-- BEGIN Source document --

Epidemics, Politics & the Media

By Armando Chaguaceda

The lack of foresight and fear by some Mexican officials, who tried to keep a growing public health threat in the shadows, was countered by a critical press that stepped up to the plate to circulate the news. Photo: NewsHour

Hey man, the epidemic’s bad and your people have stopped our flights.” With this one sentence, the vender at the neighborhood tortilla stand summed up the morning news. Noting the avalanche of journalistic criticism of the Mexican government and the measures taken by several countries, I was forced to modify my diary post for today.

The more I compare various situations and responses, I want clarify to myself the complex relationship that exists between power, catastrophe and society in the domestic and foreign agendas of our countries.

I think of Cuba, where the state is the manager of human, economic and natural resources. It can turn on a dime providing quick, universal and efficient responses to disasters. I’ve seen high-level leaders in the center of hurricane areas, risking their lives and personally directing evacuation efforts.

Moreover, I’ve witnessed inter-institutional teams across the island, accurately assessing the damage and the crisis management responses, while other provinces cooperate to dedicate their forces and reserves to aid other affected areas.

The public, as a rule, carry out the protective measures that their culture of disaster preparedness has instilled for generations now.  In this way, the logic of the “country-encampment” is revealed in these circumstances of crisis, a feature that is denied in the daily life of a society characterized by top-down rule.

-- END Source document --
-- BEGIN Raw records --

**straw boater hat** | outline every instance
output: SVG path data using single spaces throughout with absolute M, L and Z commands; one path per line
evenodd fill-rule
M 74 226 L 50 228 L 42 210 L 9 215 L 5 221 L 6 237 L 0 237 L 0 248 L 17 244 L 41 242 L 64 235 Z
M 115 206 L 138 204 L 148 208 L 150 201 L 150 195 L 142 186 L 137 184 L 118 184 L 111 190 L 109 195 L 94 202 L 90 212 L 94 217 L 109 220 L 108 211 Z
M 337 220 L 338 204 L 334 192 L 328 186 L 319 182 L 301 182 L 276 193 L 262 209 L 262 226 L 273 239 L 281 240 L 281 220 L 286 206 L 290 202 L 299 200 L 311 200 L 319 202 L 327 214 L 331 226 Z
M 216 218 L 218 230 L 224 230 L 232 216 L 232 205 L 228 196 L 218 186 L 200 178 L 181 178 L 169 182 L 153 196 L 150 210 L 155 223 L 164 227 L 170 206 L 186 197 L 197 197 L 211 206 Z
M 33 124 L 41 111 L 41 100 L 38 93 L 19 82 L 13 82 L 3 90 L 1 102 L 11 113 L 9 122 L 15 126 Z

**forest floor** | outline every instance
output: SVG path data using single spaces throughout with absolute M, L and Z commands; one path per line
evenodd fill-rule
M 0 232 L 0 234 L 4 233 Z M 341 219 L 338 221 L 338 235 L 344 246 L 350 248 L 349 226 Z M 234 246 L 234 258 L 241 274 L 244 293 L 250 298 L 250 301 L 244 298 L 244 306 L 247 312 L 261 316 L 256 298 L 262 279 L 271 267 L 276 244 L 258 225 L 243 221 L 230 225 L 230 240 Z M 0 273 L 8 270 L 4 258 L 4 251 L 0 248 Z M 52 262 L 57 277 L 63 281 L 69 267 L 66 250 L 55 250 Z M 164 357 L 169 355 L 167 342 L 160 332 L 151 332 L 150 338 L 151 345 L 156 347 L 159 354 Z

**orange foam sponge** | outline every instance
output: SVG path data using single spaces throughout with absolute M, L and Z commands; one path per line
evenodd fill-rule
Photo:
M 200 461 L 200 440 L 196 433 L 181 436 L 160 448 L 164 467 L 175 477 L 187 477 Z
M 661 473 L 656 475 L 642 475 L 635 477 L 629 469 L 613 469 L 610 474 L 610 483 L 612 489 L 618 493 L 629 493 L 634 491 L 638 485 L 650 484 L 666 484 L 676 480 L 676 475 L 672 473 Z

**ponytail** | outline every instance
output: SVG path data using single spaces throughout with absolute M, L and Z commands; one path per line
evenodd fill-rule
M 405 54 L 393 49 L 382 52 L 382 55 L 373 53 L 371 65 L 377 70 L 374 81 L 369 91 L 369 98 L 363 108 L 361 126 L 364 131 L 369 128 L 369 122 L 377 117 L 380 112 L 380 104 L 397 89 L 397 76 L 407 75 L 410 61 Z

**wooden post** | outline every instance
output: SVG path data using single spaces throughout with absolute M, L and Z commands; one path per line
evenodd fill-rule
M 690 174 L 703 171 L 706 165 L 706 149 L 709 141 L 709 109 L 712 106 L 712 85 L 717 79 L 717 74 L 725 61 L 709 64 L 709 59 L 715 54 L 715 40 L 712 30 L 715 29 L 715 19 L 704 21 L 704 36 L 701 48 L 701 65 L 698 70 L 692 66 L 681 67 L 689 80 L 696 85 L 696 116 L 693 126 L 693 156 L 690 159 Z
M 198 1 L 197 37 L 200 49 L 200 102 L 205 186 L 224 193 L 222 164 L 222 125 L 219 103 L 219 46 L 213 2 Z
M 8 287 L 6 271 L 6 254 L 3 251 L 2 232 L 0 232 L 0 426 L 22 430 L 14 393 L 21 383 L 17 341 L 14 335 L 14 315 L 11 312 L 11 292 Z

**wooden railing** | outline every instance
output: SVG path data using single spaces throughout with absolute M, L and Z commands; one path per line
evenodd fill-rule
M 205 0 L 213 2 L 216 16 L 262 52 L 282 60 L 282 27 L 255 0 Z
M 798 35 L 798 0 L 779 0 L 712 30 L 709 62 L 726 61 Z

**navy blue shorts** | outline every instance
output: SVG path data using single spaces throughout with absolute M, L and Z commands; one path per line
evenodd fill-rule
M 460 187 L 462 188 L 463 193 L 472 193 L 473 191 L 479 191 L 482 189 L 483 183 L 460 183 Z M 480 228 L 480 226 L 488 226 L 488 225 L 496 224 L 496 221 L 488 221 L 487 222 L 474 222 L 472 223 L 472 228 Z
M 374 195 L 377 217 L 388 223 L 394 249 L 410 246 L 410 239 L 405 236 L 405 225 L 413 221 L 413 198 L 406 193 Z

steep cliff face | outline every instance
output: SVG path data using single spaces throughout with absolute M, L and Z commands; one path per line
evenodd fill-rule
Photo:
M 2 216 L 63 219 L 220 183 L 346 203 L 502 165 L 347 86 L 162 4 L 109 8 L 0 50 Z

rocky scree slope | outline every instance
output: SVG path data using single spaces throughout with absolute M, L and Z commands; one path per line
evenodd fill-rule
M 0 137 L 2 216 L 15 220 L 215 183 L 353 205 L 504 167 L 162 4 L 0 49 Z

-- END Raw records --

Task details: In the text on epidemics and the media, what did the vendor at the tortilla stand say "your people" had stopped?

Answer to the task: Their flights.